§ **WRITTEN REQUEST 1**
From the loan data descriptive statistics excerpt, list every row label in the statistics summary table.
§ **WRITTEN REQUEST 2**
Write the next part of the loan data descriptive statistics excerpt, picking up after its last sentence.

§ **PAGE EXCERPT**
This means the data looks good so far and we can now move on to the descriptive statistics part of our EDA.

2.4 Descriptive Statistics

Below are some descriptive statistics of the variables to help us better understand the data.
Table: Statistics summary.
credit.policy purpose int.rate installment log.annual.inc dti fico days.with.cr.line revol.bal revol.util inq.last.6mths delinq.2yrs pub.rec not.fully.paid
Min Min. :0.000 Length:9578 Min. :0.0600 Min. : 15.67 Min. : 7.548 Min. : 0.000 Min. :612.0 Min. : 179 Min. : 0 Min. : 0.0 Min. : 0.000 Min. : 0.0000 Min. :0.00000 Min. :0.0000
Q1 1st Qu.:1.000 Class :character 1st Qu.:0.1039 1st Qu.:163.77 1st Qu.:10.558 1st Qu.: 7.213 1st Qu.:682.0 1st Qu.: 2820 1st Qu.: 3187 1st Qu.: 22.6 1st Qu.: 0.000 1st Qu.: 0.0000 1st Qu.:0.00000 1st Qu.:0.0000
Median Median :1.000 Mode :character Median :0.1221 Median :268.95 Median :10.929 Median :12.665 Median :707.0 Median : 4140 Median : 8596 Median : 46.3 Median : 1.000 Median : 0.0000 Median :0.00000 Median :0.0000
Mean Mean :0.805 NA Mean :0.1226 Mean :319.09 Mean :10.932 Mean :12.607 Mean :710.8 Mean : 4561 Mean : 16914 Mean : 46.8 Mean : 1.577 Mean : 0.1637 Mean :0.06212 Mean :0.1601
Q3 3rd Qu.:1.000 NA 3rd Qu.:0.1407 3rd Qu.:432.76 3rd Qu.:11.291 3rd Qu.:17.950 3rd Qu.:737.0 3rd Qu.: 5730 3rd Qu.: 18250 3rd Qu.: 70.9 3rd Qu.: 2.000 3rd Qu.: 0.0000 3rd Qu.:0.00000 3rd Qu.:0.0000
Max Max. :1.000 NA Max. :0.2164 Max. :940.14 Max. :14.528 Max. :29.960 Max. :827.0 Max. :17640 Max. :1207359 Max. :119.0 Max. :33.000 Max. :13.0000 Max. :5.00000 Max. :1.0000

We have an idea of what to expect for a few variables, such as interest rate and credit score, so we were able to test the dataset against some of our expectations to gauge its reliability. By inspecting the summary table, we can see that interest rates for the data are between 6% and 21.64% and credit scores range from 612 to 827. Although interest rates might seem to reach excessively high rates or credit scores too meager, the P2P market tended to consist of more risky loans. This aligns with our expectation and reinforces our confidence in the dataset.

§ **ENTRIES**
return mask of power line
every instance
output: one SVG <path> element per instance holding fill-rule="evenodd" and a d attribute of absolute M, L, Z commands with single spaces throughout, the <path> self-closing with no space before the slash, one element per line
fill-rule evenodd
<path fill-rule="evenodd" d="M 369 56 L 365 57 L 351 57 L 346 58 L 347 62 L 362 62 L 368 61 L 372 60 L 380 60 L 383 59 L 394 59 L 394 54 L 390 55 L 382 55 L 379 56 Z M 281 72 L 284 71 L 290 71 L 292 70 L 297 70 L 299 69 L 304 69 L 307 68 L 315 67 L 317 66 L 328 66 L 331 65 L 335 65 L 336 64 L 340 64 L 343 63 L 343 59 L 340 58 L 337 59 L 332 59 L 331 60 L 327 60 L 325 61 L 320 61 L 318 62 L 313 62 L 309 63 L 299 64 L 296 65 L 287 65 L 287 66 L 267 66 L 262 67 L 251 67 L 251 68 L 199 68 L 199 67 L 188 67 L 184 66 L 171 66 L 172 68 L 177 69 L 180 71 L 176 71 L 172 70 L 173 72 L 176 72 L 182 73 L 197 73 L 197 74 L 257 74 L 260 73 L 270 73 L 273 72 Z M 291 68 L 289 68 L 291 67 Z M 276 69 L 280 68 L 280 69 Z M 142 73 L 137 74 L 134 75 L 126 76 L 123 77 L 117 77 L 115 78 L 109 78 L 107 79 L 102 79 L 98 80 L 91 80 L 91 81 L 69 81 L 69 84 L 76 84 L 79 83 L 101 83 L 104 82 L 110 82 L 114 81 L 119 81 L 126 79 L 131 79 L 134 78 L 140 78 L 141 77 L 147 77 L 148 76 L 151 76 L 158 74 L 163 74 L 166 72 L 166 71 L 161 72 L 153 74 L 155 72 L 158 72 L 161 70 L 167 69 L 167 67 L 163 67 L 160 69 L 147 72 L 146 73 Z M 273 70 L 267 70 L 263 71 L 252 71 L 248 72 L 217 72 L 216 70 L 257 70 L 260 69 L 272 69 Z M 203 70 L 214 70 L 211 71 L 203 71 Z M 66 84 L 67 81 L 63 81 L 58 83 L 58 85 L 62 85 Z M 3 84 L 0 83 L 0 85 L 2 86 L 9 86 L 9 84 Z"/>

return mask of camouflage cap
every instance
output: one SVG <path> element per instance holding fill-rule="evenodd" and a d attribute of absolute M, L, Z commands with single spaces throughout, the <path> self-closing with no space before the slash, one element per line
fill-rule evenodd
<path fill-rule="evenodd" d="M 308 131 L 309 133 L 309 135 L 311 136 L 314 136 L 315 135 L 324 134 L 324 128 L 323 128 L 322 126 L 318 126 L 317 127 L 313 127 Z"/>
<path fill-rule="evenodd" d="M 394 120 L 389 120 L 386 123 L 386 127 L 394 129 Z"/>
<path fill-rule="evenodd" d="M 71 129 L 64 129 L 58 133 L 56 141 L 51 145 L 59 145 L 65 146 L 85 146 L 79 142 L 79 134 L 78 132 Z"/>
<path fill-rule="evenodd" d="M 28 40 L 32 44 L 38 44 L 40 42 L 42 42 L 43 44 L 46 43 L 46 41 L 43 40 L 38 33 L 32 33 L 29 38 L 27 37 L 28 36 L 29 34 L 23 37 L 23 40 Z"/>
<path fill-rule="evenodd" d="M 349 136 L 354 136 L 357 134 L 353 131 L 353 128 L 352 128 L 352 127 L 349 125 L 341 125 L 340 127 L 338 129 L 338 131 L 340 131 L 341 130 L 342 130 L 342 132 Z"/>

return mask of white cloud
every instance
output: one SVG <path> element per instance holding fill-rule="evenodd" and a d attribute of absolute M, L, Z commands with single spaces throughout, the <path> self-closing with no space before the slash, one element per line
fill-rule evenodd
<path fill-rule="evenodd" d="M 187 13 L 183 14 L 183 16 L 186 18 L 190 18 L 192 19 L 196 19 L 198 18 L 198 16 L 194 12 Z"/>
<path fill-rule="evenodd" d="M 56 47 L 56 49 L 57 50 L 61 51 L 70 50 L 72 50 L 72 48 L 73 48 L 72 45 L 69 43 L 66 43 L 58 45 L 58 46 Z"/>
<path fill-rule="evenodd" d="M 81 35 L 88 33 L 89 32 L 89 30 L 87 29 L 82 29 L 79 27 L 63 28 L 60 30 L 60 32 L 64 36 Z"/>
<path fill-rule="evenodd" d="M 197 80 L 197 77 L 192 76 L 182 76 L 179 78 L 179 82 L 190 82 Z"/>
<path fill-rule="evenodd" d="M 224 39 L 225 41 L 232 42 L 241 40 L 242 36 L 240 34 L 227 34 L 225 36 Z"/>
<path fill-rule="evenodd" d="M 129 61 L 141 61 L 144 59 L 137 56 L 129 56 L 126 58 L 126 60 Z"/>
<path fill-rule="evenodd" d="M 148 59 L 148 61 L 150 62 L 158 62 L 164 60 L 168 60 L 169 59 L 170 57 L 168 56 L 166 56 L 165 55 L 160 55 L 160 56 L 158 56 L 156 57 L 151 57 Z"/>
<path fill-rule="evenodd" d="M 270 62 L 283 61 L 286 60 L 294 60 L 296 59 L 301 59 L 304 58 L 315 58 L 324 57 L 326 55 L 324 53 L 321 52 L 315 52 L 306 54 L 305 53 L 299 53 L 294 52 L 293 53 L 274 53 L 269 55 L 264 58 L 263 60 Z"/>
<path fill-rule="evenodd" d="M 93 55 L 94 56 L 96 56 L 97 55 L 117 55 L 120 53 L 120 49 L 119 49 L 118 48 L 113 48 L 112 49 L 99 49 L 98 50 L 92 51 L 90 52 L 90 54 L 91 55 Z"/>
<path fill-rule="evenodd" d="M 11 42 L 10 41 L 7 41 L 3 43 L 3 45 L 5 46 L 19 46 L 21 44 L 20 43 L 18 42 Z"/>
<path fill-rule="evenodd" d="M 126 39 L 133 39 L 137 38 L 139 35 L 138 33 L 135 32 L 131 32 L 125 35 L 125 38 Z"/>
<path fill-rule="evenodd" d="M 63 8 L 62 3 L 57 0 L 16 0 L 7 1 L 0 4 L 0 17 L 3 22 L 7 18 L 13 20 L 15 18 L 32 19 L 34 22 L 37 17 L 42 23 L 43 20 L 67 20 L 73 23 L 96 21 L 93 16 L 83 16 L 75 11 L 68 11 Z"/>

§ **TASK OUTPUT 1**
Min, Q1, Median, Mean, Q3, Max

§ **TASK OUTPUT 2**
The range of the utilization, or the percent of credit being used, is between 0% and 119%. Someone utilizing more than 100% of the credit available to them initially seemed erroneous; however, this can occur from technical error, creditors and collectors reporting at different date/times, borrowers opening and closing credit lines, or possibly when borrowers appear as authorized users of others’ credit lines. Regardless of the reason, only 27 loans within our dataset appear to exceed the standard maximum of 100% so we do not expect this to have a significant effect on our analysis, thereby allowing us to continue with our EDA.

We want to see a measure of dispersion/variation, namely standard deviation, for the numeric variables. The values are as follows:

Variable Standard Deviation
credit.policy 0.40
int.rate 0.03
installment 207.07
log.annual.inc 0.61
dti 6.88
fico 37.97
days.with.cr.line 2496.93
revol.bal 33756.19
revol.util 29.01
inq.last.6mths 2.20
delinq.2yrs 0.55
pub.rec 0.26
not.fully.paid 0.37

Here, we have used standard deviation as a measure of dispersion to understand the spread of each of the variables. While variables like credit.policy and not.fully.paid can only take one of 2 values, namely 0 and 1, variables like revol.bal,days.with.cr.line and installment have the highest standard deviations in that order.

We are satisfied with the data so far, so the next step is to begin visualizing it.

2.5 Initial Plots

Below is a histogram for each non-logical numeric variable to help us understand how the data is distributed:

One of the primary things we are looking for, normality, we can see with the log.annual.inc variable. Some other variables look at least somewhat normal, such as days.with.cr.line, fico, installment, and int.rate. We will make Q-Q plots later to get a better sense of the normality of these variables.

The revol.util variable is fairly flat, and the dti a little more rounded, but not normal looking. There are four variables where we clearly have outlier issues: delinq.2yrs, inq.last.6.mths, pub.rec, and revol.bal. For those we can see one or a small number of large bars on the left, and then a fairly flat graph around zero after that.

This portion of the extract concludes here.